== Task requirements ==
Only the count is wanted here: how many lines of the entries hold the string "green"?

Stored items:
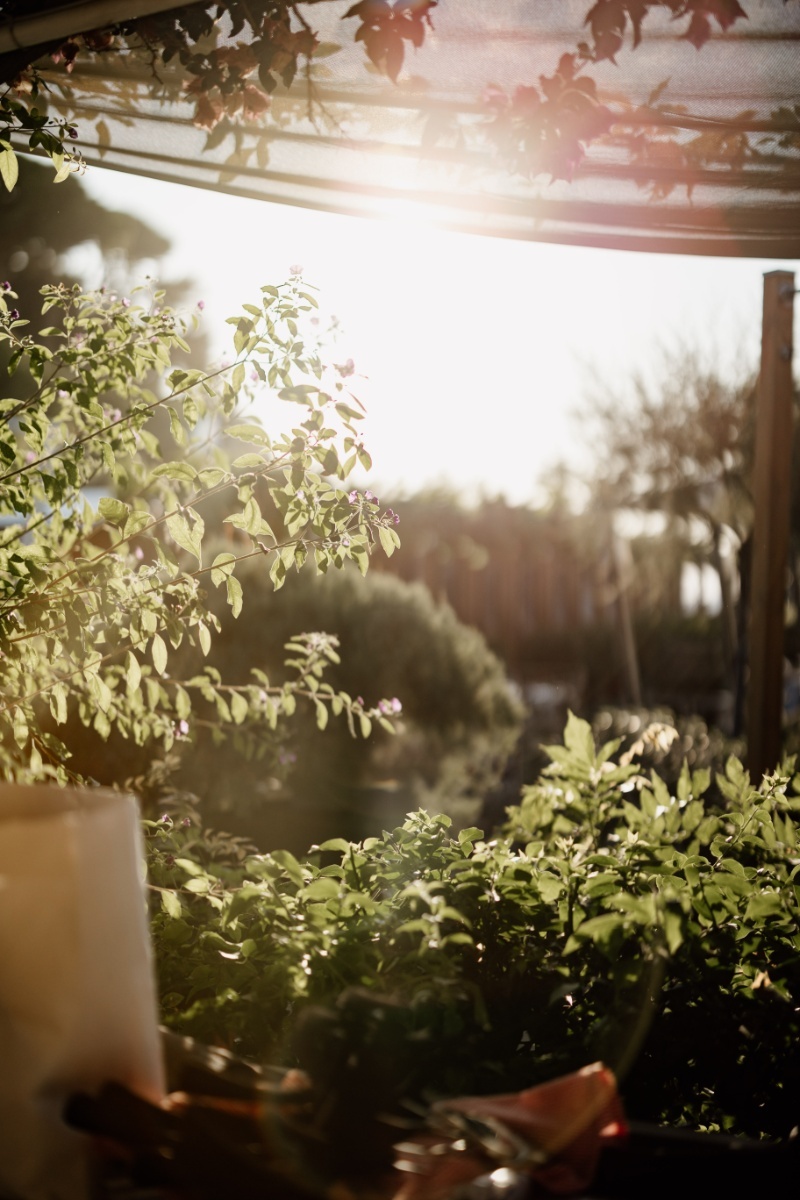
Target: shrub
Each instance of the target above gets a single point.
(394, 641)
(613, 919)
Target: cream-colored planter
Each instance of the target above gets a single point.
(77, 996)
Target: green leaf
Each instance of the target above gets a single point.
(176, 471)
(59, 703)
(578, 738)
(8, 167)
(235, 598)
(20, 727)
(204, 636)
(113, 510)
(132, 672)
(335, 844)
(386, 540)
(221, 568)
(170, 904)
(158, 652)
(239, 707)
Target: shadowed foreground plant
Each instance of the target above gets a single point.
(613, 919)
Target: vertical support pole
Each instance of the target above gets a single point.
(624, 570)
(771, 496)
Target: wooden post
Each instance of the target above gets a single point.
(771, 497)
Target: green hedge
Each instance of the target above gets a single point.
(614, 918)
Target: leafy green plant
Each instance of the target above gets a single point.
(613, 919)
(394, 640)
(103, 573)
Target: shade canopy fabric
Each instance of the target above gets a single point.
(683, 149)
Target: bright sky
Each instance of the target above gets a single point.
(476, 351)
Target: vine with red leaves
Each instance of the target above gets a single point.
(540, 127)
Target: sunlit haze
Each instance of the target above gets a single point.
(475, 351)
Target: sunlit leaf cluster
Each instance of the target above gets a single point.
(230, 58)
(613, 918)
(107, 468)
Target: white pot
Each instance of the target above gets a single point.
(77, 996)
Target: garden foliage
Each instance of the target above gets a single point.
(613, 918)
(107, 466)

== Your solution ==
3